Your tasks -
1. List the new technologies that the introduction to big data below credits with making big data analytics popular.
2. Using the introduction to big data below, decide whether each statement agrees with it. Answer yes or no, and quote the deciding words.
(a) The study of large data sets was once called data mining.
(b) The world's storage volume is estimated to double every five years.
(c) In medicine and healthcare, sensors have become more costly.

Text section -

┄┄┄┄┄┄┄┄┄┄

Part 1: Big Data Overview

Chapter 1 Introduction to Big Data

Data is the new gold. And analytics is the machinery that mines, molds, and mints it. Big data analytics is a set of computer-enabled analytics methods, processes, and discipline of extracting and transforming raw data into meaningful insight, new discovery, and knowledge that helps make more effective decision making. Another definition describes big data analytics as the discipline of extracting and analyzing data to deliver new insight about the past performance, current operations, and prediction of future events.
Before there was big data analytics, the study of large data sets was called data mining. But big data analytics has come a long way in a decade and is now gaining popularity thanks to the eruption of five new technologies: big data analytics, cloud computing, mobility, social networking, and smaller sensors. Each of these technologies is significant in its unique way to how business decisions and performance can be improved and how vast amounts of data can be generated.
Big data is known by its three key attributes known as the three Vs: volume, velocity, and variety. The world’s storage volume is increasing at a rapid pace, estimated to double every year. The velocity at which this data is generated is rising, fueled by the advent of mobile devices and social networking. In medicine and healthcare, the cost and size of sensors has shrunk, making continuous patient monitoring and data acquisition from a multitude of human physiological systems an accepted practice.

┄┄┄┄┄┄┄┄┄┄

Entries supplied -
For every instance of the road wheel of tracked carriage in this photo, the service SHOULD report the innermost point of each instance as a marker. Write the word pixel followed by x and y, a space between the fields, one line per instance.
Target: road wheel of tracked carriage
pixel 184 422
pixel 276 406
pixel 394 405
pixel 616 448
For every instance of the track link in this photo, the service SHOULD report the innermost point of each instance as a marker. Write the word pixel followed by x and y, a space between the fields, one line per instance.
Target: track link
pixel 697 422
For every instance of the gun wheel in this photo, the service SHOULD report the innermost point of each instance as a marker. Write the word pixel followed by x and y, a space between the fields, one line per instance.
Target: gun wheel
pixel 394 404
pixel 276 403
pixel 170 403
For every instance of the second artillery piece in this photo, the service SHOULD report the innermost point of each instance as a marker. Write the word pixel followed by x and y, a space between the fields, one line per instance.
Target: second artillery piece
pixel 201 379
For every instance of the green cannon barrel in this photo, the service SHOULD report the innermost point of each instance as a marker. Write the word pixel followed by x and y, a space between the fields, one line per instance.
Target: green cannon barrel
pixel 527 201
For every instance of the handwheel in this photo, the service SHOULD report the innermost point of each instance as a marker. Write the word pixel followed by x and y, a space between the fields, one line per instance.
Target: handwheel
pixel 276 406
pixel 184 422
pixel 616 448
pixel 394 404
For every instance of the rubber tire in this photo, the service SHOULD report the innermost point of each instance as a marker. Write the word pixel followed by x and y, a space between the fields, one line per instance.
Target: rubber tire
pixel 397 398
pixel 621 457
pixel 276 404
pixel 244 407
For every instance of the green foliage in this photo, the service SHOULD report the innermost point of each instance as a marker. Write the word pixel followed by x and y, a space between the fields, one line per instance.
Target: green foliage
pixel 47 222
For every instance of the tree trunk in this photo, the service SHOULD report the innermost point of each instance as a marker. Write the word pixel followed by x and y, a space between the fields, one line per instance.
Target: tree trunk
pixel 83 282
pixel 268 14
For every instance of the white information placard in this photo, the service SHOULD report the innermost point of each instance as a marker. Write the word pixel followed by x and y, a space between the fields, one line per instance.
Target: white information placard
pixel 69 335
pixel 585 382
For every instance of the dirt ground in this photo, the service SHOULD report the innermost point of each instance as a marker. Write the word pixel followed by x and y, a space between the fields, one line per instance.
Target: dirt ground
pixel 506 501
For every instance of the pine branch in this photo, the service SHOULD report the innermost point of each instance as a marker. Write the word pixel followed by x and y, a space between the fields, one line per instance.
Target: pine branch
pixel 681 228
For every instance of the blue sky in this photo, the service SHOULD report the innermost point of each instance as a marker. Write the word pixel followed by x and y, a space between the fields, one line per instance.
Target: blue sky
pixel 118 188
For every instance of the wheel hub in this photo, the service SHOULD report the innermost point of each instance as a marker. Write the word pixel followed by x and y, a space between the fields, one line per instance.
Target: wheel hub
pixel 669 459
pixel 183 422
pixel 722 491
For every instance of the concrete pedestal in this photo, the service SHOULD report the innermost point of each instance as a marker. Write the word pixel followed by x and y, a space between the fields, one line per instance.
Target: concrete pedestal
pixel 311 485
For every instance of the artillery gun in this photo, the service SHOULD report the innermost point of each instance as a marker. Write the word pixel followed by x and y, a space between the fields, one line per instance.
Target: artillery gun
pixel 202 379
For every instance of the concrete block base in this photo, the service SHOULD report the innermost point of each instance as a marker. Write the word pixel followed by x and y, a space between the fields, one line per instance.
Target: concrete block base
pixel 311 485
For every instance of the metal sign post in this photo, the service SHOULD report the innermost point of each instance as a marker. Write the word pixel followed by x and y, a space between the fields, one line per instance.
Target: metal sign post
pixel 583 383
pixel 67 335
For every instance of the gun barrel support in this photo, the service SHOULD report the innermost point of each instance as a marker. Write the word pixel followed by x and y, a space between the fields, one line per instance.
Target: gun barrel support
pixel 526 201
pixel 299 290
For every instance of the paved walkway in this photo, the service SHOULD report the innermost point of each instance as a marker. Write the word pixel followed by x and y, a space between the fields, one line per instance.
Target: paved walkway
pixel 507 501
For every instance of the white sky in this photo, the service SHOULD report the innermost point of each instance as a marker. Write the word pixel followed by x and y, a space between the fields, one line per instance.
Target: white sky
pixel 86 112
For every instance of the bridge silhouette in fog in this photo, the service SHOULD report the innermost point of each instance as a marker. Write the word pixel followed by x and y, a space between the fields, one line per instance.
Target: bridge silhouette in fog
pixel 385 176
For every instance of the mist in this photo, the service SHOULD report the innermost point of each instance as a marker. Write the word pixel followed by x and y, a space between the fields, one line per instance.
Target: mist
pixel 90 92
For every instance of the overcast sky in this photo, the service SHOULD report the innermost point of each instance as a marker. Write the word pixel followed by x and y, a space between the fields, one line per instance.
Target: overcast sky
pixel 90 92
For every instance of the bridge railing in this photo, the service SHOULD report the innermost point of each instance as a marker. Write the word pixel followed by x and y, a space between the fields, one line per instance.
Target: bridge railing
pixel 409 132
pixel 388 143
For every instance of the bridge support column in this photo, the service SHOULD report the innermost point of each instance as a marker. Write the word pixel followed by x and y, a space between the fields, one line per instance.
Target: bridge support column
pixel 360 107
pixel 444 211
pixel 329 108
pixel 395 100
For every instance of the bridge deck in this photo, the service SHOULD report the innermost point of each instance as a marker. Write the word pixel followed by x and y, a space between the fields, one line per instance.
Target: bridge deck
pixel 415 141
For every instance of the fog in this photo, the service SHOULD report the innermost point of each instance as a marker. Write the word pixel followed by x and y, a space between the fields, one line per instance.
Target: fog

┄┄┄┄┄┄┄┄┄┄

Results for each task -
1.
- Big data analytics
- Cloud computing
- Mobility
- Social networking
- Smaller sensors

2.
(a) Yes: "Before there was big data analytics, the study of large data sets was called data mining."
(b) No: "The world’s storage volume is increasing at a rapid pace, estimated to double every year."
(c) No: "In medicine and healthcare, the cost and size of sensors has shrunk"